◆ Task details ◆
Rewrite the material below, swapping every "Provide" for "Give" and keeping everything else the same.

(Entries taken from a collection)
• • • • • • •
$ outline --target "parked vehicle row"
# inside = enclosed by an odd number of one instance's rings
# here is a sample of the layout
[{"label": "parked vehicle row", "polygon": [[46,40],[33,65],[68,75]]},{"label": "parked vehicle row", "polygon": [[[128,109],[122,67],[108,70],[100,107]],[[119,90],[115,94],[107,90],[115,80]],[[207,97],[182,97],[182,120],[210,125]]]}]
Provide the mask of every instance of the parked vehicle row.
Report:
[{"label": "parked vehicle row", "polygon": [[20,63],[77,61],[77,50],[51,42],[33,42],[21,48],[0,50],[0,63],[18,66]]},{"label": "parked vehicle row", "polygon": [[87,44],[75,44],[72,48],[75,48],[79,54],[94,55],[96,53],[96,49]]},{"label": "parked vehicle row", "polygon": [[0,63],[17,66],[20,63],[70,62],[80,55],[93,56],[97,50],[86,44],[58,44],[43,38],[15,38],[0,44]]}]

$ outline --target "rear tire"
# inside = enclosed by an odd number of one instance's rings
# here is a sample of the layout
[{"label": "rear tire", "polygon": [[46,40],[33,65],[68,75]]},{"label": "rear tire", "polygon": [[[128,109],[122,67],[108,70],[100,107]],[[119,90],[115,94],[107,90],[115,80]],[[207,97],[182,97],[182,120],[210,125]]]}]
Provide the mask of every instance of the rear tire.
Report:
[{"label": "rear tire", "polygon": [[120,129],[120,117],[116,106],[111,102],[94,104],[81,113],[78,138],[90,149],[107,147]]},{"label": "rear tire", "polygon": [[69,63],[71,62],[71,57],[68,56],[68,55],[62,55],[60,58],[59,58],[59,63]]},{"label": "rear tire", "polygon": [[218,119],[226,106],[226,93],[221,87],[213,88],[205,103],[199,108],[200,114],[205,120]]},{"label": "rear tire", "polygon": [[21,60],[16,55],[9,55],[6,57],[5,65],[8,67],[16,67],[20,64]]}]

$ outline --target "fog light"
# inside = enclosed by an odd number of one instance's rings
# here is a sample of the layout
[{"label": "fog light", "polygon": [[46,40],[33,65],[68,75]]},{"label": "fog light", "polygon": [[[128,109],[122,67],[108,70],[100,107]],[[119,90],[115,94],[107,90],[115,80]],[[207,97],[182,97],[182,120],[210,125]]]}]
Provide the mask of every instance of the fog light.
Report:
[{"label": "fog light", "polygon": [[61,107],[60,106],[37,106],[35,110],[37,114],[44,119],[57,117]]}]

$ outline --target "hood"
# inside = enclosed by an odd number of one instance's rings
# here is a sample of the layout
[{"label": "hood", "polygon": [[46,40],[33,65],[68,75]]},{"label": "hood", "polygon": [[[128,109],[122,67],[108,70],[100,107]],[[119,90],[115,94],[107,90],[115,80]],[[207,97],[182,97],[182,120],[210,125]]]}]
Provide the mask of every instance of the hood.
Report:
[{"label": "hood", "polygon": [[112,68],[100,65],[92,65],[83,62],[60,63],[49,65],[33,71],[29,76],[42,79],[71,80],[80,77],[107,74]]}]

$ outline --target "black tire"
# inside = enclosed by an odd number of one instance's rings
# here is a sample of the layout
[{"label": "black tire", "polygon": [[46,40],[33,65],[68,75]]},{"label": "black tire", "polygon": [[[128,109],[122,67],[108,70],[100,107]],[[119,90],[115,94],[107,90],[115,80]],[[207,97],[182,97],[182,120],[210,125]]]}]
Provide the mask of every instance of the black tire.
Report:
• • • • • • •
◆ Complete output ◆
$ outline --target "parked vehicle row"
# inside = enclosed by an odd number of one instance's rings
# here is a sample of the layout
[{"label": "parked vehicle row", "polygon": [[46,40],[33,65],[68,75]]},{"label": "parked vehicle row", "polygon": [[[128,109],[122,67],[108,70],[100,107]],[[119,90],[115,94],[107,90],[115,80]],[[207,97],[182,97],[182,120],[210,125]]]}]
Give the mask of every instance of the parked vehicle row.
Report:
[{"label": "parked vehicle row", "polygon": [[20,63],[77,61],[77,50],[51,42],[33,42],[21,48],[0,50],[0,63],[18,66]]},{"label": "parked vehicle row", "polygon": [[87,44],[75,44],[72,48],[75,48],[79,54],[94,55],[96,53],[96,49]]},{"label": "parked vehicle row", "polygon": [[0,63],[17,66],[20,63],[70,62],[80,55],[93,56],[97,50],[86,44],[58,44],[43,38],[15,38],[0,44]]}]

$ outline --target "rear tire"
# inside = enclosed by an odd number of one instance's rings
# here is a sample of the layout
[{"label": "rear tire", "polygon": [[46,40],[33,65],[68,75]]},{"label": "rear tire", "polygon": [[[128,109],[122,67],[108,70],[100,107]],[[119,90],[115,94],[107,90],[115,80]],[[207,97],[182,97],[182,120],[210,125]]]}]
Give the mask of every instance of the rear tire.
Report:
[{"label": "rear tire", "polygon": [[120,129],[120,117],[116,106],[111,102],[94,104],[81,113],[78,138],[90,149],[107,147]]},{"label": "rear tire", "polygon": [[69,63],[71,62],[71,57],[68,56],[68,55],[62,55],[60,58],[59,58],[59,63]]},{"label": "rear tire", "polygon": [[218,119],[226,106],[226,93],[221,87],[213,88],[205,103],[199,108],[200,114],[205,120]]},{"label": "rear tire", "polygon": [[21,60],[16,55],[9,55],[6,57],[5,65],[8,67],[16,67],[20,64]]}]

$ outline --target "fog light"
# inside = enclosed by an odd number of one instance's rings
# here is a sample of the layout
[{"label": "fog light", "polygon": [[46,40],[33,65],[68,75]]},{"label": "fog light", "polygon": [[[128,109],[122,67],[108,70],[100,107]],[[119,90],[115,94],[107,90],[115,80]],[[207,97],[182,97],[182,120],[210,125]]]}]
Give the mask of every instance of the fog light.
Report:
[{"label": "fog light", "polygon": [[61,107],[60,106],[37,106],[35,110],[37,114],[44,119],[57,117]]}]

$ outline --target "hood"
# inside = enclosed by an odd number of one instance's rings
# here is a sample of the layout
[{"label": "hood", "polygon": [[46,40],[33,65],[68,75]]},{"label": "hood", "polygon": [[[128,109],[122,67],[108,70],[100,107]],[[119,90],[115,94],[107,90],[115,80]],[[207,97],[182,97],[182,120],[210,125]]]}]
Give the mask of every instance of the hood.
Report:
[{"label": "hood", "polygon": [[112,68],[100,65],[92,65],[83,62],[60,63],[49,65],[33,71],[29,76],[42,79],[71,80],[80,77],[107,74]]}]

$ outline --target "black tire"
# inside = enclosed by an odd number of one instance's rings
# here is a sample of the layout
[{"label": "black tire", "polygon": [[46,40],[33,65],[68,75]]},{"label": "black tire", "polygon": [[[128,109],[122,67],[108,70],[100,107]],[[119,90],[115,94],[107,90],[115,80]],[[207,97],[182,97],[182,120],[210,125]]]}]
Give the mask of every instance of the black tire.
Report:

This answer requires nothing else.